PAGE TEXT>
-*-*-

Gene Variant Burden Test
For each gene, we compared the frequency of rare variants using the 3 above-mentioned filter strategies (all coding variants, severe coding variants, and regulatory variants). The allele frequencies in the 113 glioma patients were compared with the ACpop allele frequencies using Fisher’s exact 1-sided test, and the allele frequencies in the TCGA gliomas were compared with gnomAD allele frequencies. Gene-specific 1-sided Fisher’s exact test was performed to evaluate whether the glioma cases had a significantly higher frequency of rare variants compared to the controls. All genes with an unadjusted P-value below 0.1 from the Northern Sweden glioma patients, using any filtering strategy, were tested in TCGA and the UKB. We report unadjusted P-values.
UKB-Matched Case–Control Study
We identified 833 European genetic ancestry individuals with WES data in the full UKB dataset who were diagnosed with brain tumor (ICD-10: C71 or ICD-9: 191) and had histology codes (ICD-O-3) indicating GBM (N = 613; codes: 9440-9442) or LGG (N = 220; codes: 9380-9383, 9400, 9401, 9410, 9411, 9450, 9451). We then identified European ancestry individuals without any cancer registry reported or self-reported cancer diagnoses to serve as potential controls. We removed potential controls who had estimated kinship coefficients above a threshold first degree or closer genetic relatedness (0.177) with a glioma case or other potential control. We then randomly selected eligible controls who were in the same age category ([37-40], [40-55], [55-65], or [65-87] years) as cases, with an approximate 1:10 case–control frequency matching, resulting in 8315 controls.
We conducted gene-based burden tests using REGENIE v3.3.42 The REGENIE models for glioma were adjusted for age, sex, and the first 10 genetic principal components. We included the first 10 PCs as fixed effects to control for broad-scale population structure within the UKB European-ancestry subset. The choice of 10 PCs was guided by inspection of PC plots for the included cases and controls and is consistent with prior UKB analyses indicating that ∼5-10 PCs capture the major axes of ancestry variation in this population.43 The REGENIE burden tests were conducted for variants with minor allele frequencies (MAF) less than 1% and Combined Annotation Dependent Depletion (CADD; v1.6) scores >20 in the 52 candidate genes.44 The gene-based tests in REGENIE used 3 variant sets for each gene based on the consequence predicted by Ensembl VEP (v122.0) for the variant.45 One group of gene-based sets included predicted loss of function (pLoF; VEP consequences: “splice_acceptor_variant,” “splice_donor_variant,” “stop_gained,” “stop_lost,” “frameshift_variant,” “start_loss”) variants with CADD scores >20. Another included pLoF variants and missense variants with CADD scores >20. The final included variants with CADD scores >20 and any predicted consequence. We also extracted MAF and minor allele counts for each tested variant separately for cases and controls.
Results
Samples
We collected a total of 113 consecutively recruited glioma patients from Northern Sweden through the U-CAN project (Table 1). Of these, 46 had their diagnosis between 18 and 40 years of age (21-39 years, median 32 years). Seventy-three individuals, ranging from age 30 to 79 (median 60 years) had both DNA from tumor tissue and blood sequenced. Glioblastoma was the most common diagnosis.

-*-*-

RECORD EXCERPTS>
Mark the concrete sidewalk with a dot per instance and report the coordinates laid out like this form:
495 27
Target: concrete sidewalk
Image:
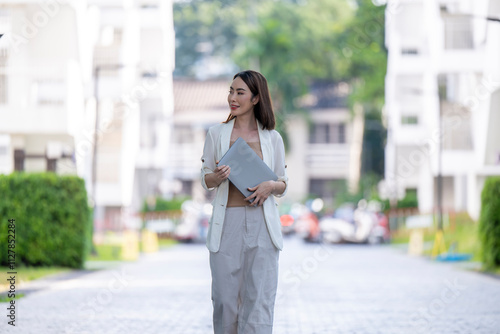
323 289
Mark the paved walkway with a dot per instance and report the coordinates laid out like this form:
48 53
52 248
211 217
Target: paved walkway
323 289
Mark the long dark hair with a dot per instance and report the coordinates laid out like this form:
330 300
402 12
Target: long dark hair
263 110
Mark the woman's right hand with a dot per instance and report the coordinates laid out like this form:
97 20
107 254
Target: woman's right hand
222 172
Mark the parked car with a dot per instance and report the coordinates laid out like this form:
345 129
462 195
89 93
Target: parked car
193 226
363 224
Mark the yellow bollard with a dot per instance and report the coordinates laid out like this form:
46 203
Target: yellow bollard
439 246
416 243
130 246
149 241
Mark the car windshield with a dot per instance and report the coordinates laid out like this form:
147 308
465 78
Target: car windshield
344 213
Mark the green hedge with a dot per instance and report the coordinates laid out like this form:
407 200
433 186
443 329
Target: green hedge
53 222
489 223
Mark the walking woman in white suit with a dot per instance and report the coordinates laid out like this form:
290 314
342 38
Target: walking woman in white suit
244 240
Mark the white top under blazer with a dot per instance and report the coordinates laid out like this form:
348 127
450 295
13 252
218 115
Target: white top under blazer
273 154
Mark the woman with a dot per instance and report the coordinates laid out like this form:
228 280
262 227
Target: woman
244 241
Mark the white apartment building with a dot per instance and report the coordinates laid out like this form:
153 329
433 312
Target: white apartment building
322 150
443 73
117 53
42 84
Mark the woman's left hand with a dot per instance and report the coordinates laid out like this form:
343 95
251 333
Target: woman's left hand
261 192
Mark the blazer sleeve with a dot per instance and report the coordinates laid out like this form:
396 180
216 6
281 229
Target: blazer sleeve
279 162
208 159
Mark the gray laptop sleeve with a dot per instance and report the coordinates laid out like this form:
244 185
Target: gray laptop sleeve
247 168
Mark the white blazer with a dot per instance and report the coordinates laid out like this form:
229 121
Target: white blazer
273 153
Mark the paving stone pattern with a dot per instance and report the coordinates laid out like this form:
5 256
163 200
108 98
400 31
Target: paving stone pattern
323 289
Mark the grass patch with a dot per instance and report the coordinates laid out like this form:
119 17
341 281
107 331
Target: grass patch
462 232
6 299
166 242
106 252
26 274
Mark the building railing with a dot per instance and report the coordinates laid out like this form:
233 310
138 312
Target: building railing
458 33
328 155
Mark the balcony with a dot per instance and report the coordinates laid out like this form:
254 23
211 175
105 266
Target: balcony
40 100
328 160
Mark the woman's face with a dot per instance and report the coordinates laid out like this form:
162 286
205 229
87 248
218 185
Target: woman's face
240 98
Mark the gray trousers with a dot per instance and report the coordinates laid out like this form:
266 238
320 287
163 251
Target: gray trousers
244 274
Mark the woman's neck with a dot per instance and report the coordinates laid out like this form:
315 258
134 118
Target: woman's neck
246 122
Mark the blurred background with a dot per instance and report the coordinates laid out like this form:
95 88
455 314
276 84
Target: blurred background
389 111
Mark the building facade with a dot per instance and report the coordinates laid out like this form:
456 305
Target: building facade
324 144
442 89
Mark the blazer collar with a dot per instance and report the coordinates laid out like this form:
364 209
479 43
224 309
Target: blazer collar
263 137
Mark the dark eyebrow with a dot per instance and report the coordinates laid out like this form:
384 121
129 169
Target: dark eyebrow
231 87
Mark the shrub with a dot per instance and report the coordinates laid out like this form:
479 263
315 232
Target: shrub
489 223
52 219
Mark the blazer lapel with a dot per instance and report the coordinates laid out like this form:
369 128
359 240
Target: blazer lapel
226 137
265 142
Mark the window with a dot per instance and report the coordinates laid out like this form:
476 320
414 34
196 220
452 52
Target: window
409 120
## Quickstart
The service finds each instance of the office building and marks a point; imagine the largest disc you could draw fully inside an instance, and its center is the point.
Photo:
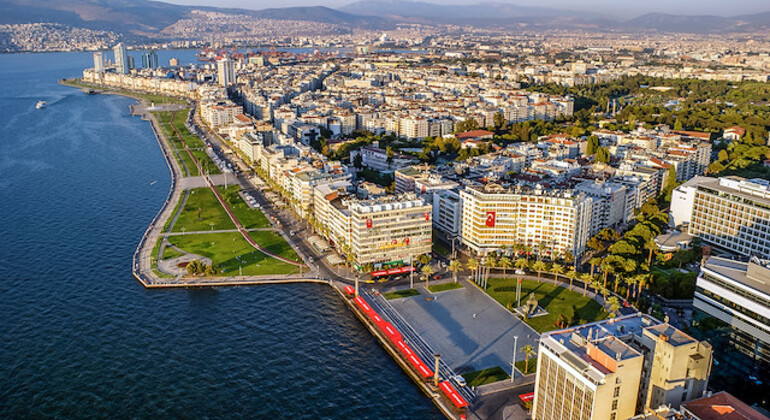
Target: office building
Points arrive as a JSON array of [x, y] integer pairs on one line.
[[99, 62], [225, 72], [614, 369], [731, 213], [738, 293], [122, 64], [494, 217], [150, 60]]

-*-*-

ACTIVITY> Pick up the glioma study text after its final sentence and write the next few sentences.

OUTPUT FOR THIS TASK>
Pathogenic and Likely Pathogenic Variants in Glioma Patients
The set of all coding variants was examined in 113 individuals. Twenty of 113 individuals (17.6%) had a variant listed as P/LP in ClinVar. In contrast, we only found 22 variants that met the same criteria in ACpop. Comparing the number of alleles with P/LP between our patients and ACpop, we found that the occurrence of P/LP variants was significantly more common in the glioma patients (P = , Fisher’s exact test) (Table 2). We compared the number of P/LP in the early onset patients (<40 years) with the late-onset (≥40 years) and found no enrichment of P/LP variants in the younger patients (Fisher’s exact, P = .42).
In addition to P/LP variants, we observed 40 predicted loss-of-function variants not present in ClinVar (Table S4), which may represent P/LP variants without a formal classification. Some of these variants were found in LoF-intolerant genes (pLI >0.9), including variants in KMT2C, SPRED1, USP8, CREBBP, CDK12, SMAD4, and MALT1.
Among the 20 ClinVar variants we observed, 12 were located in genes included in DNA repair or homologous recombination (BRCA1, BARD, XPC, XPA, ERCC2, RECQL4 [2 variants], FANCA, RAD51C, TP53 [2 variants], and CHEK2) (Table S2). In total, we observed ClinVar variants in 18 genes in our cases. However, for 7 of those genes we also observed ClinVar variants in ACpop (PRF1, MYO7A, RAD51C, BARD1, COL7A1, SDHA, and RECQL4). Four variants (PRF1, RAD51C, COL7A1, and SDHA) were observed in both glioma cases and the healthy reference set ACpop (Table S3).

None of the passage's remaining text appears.